## Material

^^^^^^^^^^^^^^^^

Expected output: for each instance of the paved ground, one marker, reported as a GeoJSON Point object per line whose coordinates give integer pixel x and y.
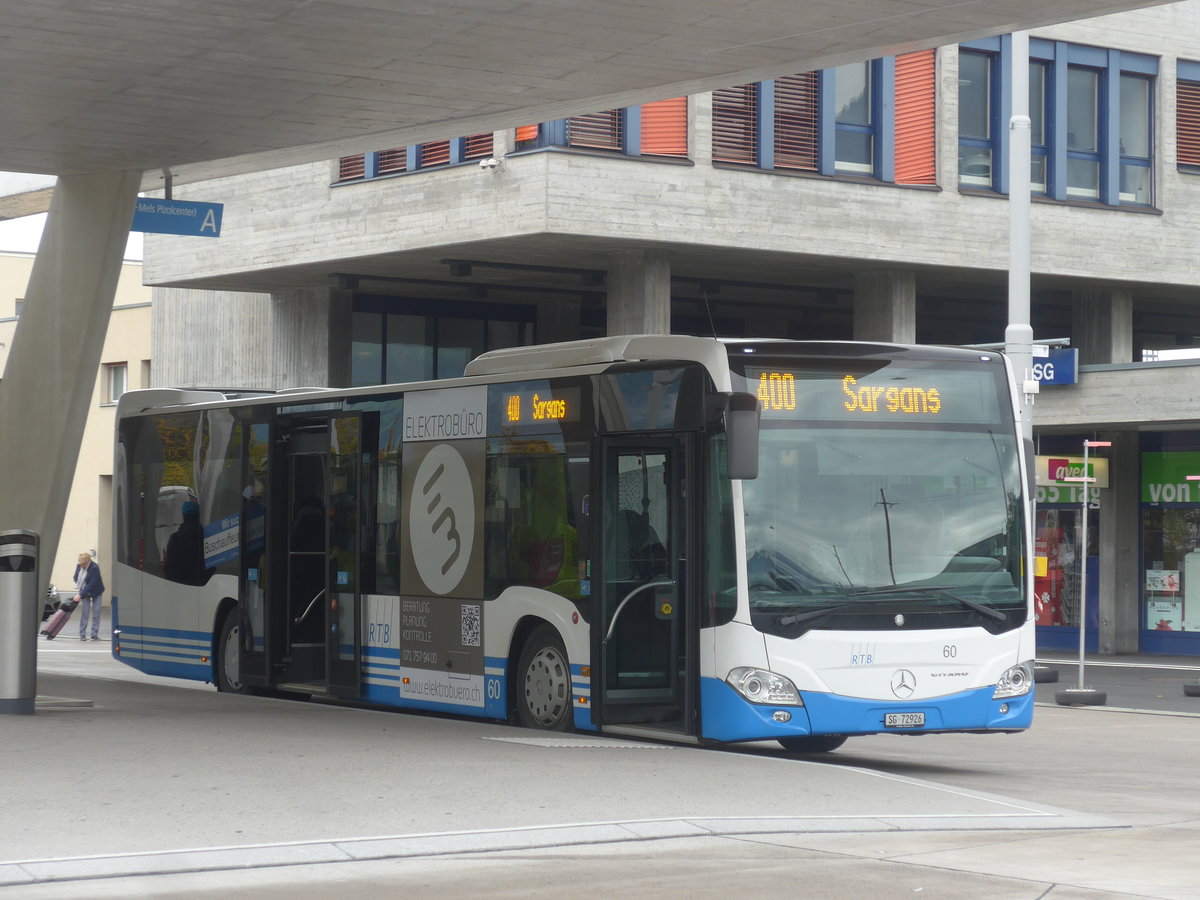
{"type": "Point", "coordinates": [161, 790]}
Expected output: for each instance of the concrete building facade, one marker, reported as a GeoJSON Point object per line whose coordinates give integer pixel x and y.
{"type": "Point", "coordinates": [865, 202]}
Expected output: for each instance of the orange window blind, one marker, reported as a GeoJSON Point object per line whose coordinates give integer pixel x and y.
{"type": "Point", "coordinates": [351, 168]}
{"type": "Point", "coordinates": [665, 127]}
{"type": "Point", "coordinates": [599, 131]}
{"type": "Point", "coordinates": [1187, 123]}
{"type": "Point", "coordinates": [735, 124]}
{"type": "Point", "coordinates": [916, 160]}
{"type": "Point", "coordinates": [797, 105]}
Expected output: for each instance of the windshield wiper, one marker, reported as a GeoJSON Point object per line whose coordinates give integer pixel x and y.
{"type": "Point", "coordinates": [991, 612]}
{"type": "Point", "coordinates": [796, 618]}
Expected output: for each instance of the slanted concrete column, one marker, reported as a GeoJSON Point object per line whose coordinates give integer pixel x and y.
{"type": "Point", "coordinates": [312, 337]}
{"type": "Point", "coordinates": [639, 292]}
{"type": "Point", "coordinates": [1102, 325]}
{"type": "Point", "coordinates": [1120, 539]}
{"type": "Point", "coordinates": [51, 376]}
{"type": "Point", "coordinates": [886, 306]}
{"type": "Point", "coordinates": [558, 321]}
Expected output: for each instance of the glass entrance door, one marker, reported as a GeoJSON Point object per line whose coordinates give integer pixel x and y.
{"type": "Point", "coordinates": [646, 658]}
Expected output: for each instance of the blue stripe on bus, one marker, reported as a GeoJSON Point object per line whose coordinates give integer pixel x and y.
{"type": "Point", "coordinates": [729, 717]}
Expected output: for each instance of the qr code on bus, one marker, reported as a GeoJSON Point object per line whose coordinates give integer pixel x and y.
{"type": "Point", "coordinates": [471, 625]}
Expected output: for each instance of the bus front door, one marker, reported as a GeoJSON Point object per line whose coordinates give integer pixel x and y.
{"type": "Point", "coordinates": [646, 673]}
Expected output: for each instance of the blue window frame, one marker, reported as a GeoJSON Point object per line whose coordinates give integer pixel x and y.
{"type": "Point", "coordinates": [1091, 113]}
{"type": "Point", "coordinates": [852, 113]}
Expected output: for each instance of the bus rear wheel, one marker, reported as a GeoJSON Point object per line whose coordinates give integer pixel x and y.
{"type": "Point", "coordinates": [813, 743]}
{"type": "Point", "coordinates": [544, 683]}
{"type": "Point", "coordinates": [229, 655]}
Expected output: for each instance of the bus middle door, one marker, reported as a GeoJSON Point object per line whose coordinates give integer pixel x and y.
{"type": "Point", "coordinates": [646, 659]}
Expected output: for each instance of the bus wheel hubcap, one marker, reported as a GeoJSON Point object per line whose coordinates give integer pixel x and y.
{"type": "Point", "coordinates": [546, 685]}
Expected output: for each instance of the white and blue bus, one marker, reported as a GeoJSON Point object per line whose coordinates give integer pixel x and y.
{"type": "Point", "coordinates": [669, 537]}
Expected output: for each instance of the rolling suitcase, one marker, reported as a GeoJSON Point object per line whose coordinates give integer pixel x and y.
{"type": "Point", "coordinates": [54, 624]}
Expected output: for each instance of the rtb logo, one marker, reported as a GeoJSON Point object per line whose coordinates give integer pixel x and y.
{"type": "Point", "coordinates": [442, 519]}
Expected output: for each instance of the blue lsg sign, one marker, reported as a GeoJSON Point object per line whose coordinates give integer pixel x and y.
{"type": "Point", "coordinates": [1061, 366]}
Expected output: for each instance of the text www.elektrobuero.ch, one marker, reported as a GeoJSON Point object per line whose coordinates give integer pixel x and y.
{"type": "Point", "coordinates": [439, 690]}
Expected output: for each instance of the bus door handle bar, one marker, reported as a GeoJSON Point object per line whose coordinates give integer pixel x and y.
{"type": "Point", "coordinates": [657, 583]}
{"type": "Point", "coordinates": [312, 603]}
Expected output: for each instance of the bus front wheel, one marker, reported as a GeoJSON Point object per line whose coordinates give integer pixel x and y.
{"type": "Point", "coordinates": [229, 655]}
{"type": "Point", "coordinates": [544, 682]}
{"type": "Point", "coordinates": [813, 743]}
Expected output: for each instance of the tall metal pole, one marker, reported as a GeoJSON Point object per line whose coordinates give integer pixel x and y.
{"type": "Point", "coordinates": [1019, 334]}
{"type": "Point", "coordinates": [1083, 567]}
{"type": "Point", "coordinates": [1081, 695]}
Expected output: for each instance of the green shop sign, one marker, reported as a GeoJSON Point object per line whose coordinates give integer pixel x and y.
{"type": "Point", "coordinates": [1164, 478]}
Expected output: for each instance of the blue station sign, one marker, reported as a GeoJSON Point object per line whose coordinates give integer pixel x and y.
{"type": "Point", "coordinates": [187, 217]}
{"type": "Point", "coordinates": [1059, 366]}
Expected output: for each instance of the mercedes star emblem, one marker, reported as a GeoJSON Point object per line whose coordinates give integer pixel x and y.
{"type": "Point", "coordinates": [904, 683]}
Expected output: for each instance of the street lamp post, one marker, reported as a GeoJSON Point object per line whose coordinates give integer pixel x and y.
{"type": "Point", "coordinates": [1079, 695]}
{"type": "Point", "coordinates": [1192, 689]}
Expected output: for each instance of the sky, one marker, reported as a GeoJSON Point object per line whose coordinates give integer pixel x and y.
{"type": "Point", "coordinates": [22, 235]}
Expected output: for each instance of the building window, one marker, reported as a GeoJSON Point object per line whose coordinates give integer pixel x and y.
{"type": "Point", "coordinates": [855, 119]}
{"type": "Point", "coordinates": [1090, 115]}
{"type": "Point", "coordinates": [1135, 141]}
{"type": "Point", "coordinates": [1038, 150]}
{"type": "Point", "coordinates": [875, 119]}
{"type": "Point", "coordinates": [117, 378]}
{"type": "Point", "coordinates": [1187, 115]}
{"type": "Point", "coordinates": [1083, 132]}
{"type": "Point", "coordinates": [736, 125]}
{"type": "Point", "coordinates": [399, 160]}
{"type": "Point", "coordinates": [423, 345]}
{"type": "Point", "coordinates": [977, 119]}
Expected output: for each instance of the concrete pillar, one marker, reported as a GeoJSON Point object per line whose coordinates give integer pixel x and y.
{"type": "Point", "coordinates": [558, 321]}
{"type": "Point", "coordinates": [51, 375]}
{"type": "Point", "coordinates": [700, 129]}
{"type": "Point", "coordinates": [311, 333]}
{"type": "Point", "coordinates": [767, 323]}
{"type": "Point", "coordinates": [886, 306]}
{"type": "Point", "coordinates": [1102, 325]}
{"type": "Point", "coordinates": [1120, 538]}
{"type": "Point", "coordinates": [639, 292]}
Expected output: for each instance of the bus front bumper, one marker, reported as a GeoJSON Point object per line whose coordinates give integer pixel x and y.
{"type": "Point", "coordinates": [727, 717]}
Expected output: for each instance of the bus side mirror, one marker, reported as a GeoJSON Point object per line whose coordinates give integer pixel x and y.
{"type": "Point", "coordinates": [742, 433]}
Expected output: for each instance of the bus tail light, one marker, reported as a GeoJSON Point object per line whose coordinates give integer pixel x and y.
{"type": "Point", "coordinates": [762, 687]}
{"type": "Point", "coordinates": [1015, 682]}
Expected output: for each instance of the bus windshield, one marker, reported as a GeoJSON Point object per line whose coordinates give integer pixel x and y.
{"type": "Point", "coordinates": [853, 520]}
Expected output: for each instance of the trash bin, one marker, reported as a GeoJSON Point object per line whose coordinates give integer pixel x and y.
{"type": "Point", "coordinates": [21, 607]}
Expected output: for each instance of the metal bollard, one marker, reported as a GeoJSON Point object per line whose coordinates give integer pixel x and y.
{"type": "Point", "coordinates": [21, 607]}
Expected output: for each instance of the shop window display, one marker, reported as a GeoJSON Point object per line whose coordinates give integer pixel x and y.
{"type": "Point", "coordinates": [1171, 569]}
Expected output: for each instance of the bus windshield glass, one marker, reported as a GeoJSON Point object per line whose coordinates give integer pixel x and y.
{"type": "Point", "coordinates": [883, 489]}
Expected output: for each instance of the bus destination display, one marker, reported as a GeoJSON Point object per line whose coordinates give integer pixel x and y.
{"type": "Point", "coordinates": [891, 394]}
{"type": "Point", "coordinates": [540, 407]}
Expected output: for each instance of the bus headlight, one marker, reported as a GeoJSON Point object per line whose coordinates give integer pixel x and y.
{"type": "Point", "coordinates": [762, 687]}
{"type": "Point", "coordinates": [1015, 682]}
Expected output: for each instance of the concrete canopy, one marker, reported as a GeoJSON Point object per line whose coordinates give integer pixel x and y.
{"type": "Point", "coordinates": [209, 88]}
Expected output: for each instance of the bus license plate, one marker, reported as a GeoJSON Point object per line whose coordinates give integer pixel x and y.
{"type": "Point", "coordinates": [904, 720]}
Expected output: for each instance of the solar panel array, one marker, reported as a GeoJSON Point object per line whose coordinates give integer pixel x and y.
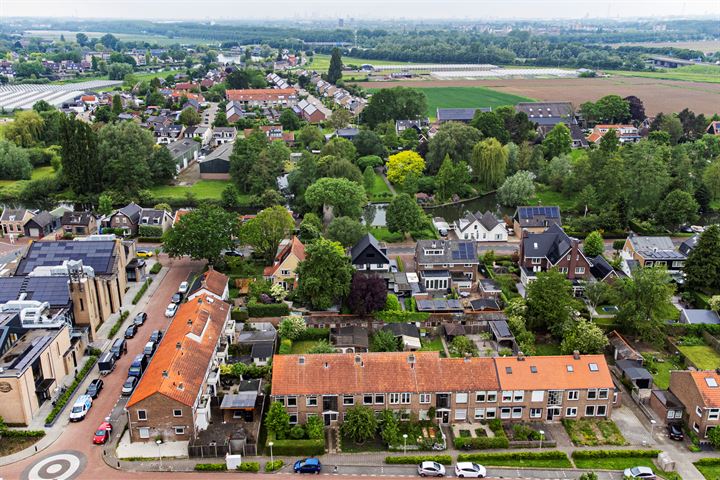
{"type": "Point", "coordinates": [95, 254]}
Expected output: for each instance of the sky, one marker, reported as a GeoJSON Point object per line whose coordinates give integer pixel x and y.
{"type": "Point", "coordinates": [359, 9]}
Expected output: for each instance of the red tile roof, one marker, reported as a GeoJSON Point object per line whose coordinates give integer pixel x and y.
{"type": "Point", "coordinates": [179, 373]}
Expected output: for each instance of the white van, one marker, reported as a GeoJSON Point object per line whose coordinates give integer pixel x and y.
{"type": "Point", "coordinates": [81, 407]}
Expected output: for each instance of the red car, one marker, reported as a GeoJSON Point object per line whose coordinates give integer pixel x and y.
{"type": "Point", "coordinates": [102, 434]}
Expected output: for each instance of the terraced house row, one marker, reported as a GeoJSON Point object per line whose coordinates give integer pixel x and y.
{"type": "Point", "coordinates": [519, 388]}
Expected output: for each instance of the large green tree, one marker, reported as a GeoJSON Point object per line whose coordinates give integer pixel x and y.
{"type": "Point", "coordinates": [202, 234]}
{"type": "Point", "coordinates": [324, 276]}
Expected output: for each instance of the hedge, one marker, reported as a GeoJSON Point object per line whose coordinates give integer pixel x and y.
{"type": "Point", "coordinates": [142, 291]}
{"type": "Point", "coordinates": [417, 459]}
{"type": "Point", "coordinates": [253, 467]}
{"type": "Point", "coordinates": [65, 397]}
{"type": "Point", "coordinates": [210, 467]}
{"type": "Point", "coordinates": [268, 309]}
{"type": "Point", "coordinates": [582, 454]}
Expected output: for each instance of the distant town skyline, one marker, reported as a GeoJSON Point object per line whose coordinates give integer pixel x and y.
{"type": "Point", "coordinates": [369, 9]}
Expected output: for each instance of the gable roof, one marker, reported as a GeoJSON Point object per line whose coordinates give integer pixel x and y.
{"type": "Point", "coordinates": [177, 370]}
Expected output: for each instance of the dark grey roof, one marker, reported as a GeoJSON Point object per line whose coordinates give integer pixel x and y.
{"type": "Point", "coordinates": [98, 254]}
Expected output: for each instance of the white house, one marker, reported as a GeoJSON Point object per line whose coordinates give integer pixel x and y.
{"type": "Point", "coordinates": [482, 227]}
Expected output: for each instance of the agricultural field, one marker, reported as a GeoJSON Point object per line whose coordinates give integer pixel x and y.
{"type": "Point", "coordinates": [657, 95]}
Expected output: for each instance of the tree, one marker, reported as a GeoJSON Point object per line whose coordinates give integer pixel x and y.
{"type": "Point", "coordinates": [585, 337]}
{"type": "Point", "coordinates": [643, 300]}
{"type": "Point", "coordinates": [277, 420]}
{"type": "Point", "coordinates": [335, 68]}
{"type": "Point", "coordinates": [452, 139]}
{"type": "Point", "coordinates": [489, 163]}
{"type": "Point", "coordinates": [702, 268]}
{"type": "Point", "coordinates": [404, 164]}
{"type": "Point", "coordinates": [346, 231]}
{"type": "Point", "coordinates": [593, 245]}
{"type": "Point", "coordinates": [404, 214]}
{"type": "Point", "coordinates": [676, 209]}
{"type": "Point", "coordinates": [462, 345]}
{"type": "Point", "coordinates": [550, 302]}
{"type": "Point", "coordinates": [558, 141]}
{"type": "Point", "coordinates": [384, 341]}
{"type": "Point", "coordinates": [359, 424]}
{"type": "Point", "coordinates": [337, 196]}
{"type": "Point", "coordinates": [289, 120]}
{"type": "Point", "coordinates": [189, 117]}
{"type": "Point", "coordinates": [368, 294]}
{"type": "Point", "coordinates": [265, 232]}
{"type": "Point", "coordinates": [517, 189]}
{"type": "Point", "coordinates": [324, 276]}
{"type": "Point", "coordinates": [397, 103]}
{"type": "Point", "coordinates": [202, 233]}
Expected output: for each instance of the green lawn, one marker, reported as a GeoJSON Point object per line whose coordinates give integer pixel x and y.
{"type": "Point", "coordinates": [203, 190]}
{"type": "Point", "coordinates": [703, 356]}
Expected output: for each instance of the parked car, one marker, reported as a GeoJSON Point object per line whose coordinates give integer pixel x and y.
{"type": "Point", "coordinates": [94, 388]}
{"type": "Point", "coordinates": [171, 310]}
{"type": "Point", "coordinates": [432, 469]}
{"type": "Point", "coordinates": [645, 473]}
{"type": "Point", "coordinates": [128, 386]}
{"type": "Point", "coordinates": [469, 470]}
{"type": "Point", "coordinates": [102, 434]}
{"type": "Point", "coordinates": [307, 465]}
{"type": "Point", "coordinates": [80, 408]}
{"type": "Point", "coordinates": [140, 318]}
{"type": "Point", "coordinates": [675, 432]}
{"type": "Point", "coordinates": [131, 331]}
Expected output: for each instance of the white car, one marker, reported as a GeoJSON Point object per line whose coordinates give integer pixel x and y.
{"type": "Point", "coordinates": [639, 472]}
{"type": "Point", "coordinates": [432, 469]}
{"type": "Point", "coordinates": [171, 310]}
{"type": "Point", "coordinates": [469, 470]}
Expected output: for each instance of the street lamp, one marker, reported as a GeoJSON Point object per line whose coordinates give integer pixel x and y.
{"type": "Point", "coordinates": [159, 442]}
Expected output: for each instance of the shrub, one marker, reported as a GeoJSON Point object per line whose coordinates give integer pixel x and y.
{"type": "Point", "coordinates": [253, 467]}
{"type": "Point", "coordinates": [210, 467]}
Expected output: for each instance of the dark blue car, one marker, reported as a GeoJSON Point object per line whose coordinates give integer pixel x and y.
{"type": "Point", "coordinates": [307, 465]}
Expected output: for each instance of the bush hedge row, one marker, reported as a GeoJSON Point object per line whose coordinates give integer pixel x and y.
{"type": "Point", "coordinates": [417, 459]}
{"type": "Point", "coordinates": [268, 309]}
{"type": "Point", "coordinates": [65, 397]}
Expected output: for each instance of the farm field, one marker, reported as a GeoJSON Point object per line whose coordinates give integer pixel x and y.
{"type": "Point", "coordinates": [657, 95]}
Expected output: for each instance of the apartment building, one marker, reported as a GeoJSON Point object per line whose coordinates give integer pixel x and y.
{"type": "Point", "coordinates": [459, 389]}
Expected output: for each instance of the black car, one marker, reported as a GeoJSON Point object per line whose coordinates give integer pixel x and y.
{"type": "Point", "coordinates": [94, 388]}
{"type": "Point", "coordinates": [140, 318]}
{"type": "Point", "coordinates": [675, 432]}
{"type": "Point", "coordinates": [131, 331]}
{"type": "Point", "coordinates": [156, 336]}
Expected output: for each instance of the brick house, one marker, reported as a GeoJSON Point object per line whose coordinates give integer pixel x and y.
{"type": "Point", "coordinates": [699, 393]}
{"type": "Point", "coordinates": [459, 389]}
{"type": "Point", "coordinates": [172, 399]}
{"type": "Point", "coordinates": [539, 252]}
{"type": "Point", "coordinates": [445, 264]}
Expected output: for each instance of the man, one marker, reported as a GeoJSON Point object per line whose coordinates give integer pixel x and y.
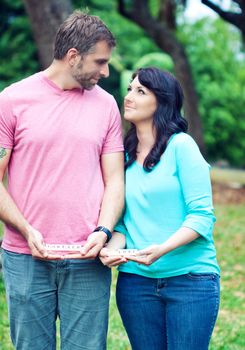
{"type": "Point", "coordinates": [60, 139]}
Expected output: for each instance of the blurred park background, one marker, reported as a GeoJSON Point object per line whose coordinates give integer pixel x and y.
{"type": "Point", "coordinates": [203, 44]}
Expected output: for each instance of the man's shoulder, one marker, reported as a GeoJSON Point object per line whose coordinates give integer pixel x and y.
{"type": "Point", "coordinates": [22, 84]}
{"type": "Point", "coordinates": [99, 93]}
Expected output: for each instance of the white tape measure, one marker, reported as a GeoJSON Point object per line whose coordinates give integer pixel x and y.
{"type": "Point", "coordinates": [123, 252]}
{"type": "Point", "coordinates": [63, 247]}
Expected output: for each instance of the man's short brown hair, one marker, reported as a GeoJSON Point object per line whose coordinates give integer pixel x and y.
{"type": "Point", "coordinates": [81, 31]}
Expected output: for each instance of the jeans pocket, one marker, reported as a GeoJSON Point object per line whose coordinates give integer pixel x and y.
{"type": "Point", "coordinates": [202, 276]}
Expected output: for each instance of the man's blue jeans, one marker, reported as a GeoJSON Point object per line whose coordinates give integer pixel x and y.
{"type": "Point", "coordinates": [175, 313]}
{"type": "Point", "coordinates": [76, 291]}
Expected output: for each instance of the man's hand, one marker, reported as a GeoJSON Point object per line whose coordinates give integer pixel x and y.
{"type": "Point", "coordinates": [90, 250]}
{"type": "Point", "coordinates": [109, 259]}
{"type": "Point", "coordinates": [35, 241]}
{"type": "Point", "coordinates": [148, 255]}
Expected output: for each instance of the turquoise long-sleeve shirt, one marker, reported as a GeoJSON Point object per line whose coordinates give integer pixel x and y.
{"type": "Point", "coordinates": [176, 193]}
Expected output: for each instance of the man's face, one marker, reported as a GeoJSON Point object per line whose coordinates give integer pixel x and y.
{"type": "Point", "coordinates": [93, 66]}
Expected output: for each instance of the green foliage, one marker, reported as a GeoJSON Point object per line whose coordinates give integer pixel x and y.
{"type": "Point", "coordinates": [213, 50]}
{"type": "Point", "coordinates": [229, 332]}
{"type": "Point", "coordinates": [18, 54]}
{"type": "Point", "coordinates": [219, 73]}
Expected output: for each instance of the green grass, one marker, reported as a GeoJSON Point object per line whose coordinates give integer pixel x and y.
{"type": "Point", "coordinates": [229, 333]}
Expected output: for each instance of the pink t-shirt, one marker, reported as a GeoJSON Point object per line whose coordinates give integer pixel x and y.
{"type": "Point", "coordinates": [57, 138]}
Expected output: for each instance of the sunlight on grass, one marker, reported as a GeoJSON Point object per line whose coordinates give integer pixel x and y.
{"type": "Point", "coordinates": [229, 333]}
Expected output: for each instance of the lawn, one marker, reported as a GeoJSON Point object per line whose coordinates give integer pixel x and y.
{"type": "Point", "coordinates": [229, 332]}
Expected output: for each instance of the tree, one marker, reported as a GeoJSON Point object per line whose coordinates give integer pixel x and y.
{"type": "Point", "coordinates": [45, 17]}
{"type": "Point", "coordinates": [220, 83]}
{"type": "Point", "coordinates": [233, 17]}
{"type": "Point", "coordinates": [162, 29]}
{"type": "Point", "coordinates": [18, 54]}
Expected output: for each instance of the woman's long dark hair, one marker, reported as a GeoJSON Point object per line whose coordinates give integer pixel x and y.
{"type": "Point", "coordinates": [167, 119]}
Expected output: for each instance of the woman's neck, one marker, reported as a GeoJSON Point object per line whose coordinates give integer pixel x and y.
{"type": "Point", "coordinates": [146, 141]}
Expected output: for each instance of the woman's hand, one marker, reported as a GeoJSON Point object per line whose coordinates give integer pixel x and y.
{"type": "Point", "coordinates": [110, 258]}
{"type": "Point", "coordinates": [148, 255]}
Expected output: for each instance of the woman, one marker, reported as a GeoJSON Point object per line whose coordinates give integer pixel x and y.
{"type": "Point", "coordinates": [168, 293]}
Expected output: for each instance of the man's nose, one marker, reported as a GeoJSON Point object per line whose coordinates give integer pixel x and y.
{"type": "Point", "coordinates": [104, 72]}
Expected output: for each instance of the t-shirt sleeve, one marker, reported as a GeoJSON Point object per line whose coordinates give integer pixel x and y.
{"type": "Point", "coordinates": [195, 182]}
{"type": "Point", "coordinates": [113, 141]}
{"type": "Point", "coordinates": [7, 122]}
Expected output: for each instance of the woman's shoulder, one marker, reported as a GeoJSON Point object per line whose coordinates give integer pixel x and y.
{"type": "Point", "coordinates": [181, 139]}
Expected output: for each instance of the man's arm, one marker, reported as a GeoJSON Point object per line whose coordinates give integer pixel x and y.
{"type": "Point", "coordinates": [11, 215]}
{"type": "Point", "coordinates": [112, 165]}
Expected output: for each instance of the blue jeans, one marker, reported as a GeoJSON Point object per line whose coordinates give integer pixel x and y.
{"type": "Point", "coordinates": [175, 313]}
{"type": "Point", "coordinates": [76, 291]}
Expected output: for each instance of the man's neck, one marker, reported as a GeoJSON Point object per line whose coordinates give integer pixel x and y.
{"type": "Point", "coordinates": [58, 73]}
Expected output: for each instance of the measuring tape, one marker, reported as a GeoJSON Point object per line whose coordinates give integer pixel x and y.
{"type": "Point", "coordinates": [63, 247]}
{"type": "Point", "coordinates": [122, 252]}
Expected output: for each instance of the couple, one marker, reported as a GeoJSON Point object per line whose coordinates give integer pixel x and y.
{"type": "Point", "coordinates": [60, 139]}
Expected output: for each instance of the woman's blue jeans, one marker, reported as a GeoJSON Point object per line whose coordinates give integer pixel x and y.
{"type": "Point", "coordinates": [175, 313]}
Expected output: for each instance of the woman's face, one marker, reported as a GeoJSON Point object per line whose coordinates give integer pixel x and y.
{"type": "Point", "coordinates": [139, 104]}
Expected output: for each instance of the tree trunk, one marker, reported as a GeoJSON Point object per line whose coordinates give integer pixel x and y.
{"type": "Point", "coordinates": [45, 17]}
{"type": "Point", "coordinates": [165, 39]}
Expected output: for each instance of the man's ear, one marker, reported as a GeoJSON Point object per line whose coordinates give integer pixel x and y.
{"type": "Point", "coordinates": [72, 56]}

^^^^^^^^^^^^^^^^

## Directions for this task
Rewrite the entries from the line containing "Expected output: for each instance of the blue jeans, one" through the end of the entries as a two-column CSV with the header text,answer. Give one row per entry, with its text and its answer each in a single quoted field and any line breaks replaced by spaces.

## Answer to the task
text,answer
"Expected output: for each instance of the blue jeans, one marker, reported as a GeoJSON Point object per line whose coordinates give integer pixel x and y.","{""type"": ""Point"", ""coordinates"": [175, 313]} {""type"": ""Point"", ""coordinates"": [76, 291]}"
"Expected output: for each instance of the man's neck, one marker, reported as a GeoJSON Point object per line whose coordinates give integer pixel x and y.","{""type"": ""Point"", ""coordinates"": [58, 73]}"
"Expected output: for each instance of the measuring tape, one marker, reported as a GeoJSON Point object per line whose coordinates give integer pixel x and y.","{""type"": ""Point"", ""coordinates"": [63, 247]} {""type"": ""Point"", ""coordinates"": [122, 252]}"
"Expected output: for each instance of the couple, one marker, reported as a GeoJSON Point object per line whose coordinates give integer pixel x and y.","{""type"": ""Point"", ""coordinates"": [60, 139]}"
"Expected output: for each instance of the woman's blue jeans, one marker, reported as a GeoJSON Point object per line whose coordinates give integer pixel x and y.","{""type"": ""Point"", ""coordinates"": [175, 313]}"
"Expected output: for each instance of the woman's face, one marker, reported as a GeoJSON Point object per line whose coordinates give integer pixel x and y.","{""type"": ""Point"", ""coordinates"": [139, 104]}"
"Expected output: for each instance of the tree trunk, one marker, reported as a GeoJSON Point object per line whose coordinates give integer pixel x and y.","{""type"": ""Point"", ""coordinates"": [45, 17]} {""type"": ""Point"", ""coordinates"": [165, 39]}"
"Expected output: for each instance of the man's ear, one marker, reported as a GeoJSON Point object per line whose coordinates give integer pixel x and y.","{""type"": ""Point"", ""coordinates"": [72, 56]}"